Written instruction - Rescale the bounding-box coordinates in the answers of all the records below by multiplying each by 0.4 and rounding to the nearest whole number, with halves rounded up. Reproduce every line, requests included, but leave the pictures out.

Material shown -
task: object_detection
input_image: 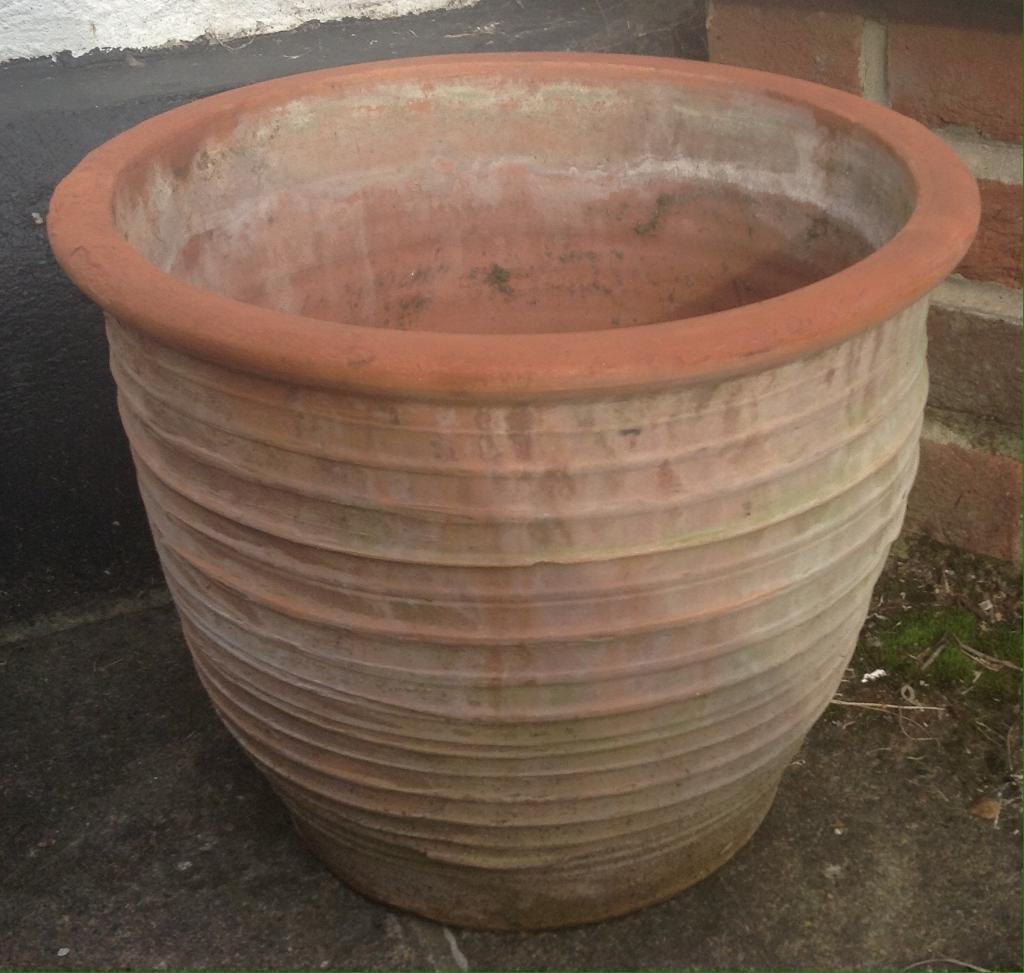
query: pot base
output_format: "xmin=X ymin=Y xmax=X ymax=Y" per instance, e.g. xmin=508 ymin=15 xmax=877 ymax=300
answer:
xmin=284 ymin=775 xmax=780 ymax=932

Completed exercise -
task: object_detection
input_image: 
query: pot base
output_format: "xmin=X ymin=Y xmax=X ymax=Y" per instance, e.g. xmin=508 ymin=15 xmax=877 ymax=300
answer:
xmin=114 ymin=310 xmax=312 ymax=373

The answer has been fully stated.